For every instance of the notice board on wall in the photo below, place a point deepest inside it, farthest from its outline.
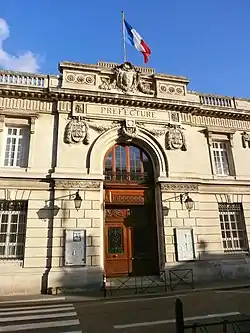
(75, 247)
(184, 244)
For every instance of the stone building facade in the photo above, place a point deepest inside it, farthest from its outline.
(162, 172)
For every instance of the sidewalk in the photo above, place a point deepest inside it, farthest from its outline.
(98, 295)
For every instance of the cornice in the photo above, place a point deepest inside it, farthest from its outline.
(58, 94)
(24, 92)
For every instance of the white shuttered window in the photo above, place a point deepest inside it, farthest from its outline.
(16, 147)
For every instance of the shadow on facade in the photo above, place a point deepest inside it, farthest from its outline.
(206, 269)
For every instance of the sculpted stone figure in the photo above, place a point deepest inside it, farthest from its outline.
(175, 138)
(76, 130)
(127, 79)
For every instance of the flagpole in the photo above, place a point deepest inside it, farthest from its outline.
(123, 36)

+ + + + +

AIM OF THE EXERCISE:
Only the lines from the one containing "For every instance of the stone" through the end of the entries above belong in the answer; repeat them exactly.

CORRECT RESPONSE:
For every instance of the stone building facade in the photo above, place a point deepest inside it, farthest from its outline.
(162, 172)
For every instance of the sidewalk in the photo above, place a point deepest inside it, farthest from its outline.
(98, 295)
For every instance of the cornice in the photo above, place a point deepest inside it, farthest from its outline.
(58, 94)
(24, 92)
For every instance of the white shuttered window in the photo above, place a point deepest inside it, farthest from its outline.
(16, 147)
For every instance of the shadow on facade in the photo above, place a point deepest inside it, farthest from its outline.
(206, 269)
For every instance of the sculpted stone figure in the photo above, place a point deepest inside it, farthest from its outline.
(175, 138)
(76, 130)
(127, 79)
For every instance of the flagpole in the photo above, place a point deepest inside it, farthest from its outline.
(123, 36)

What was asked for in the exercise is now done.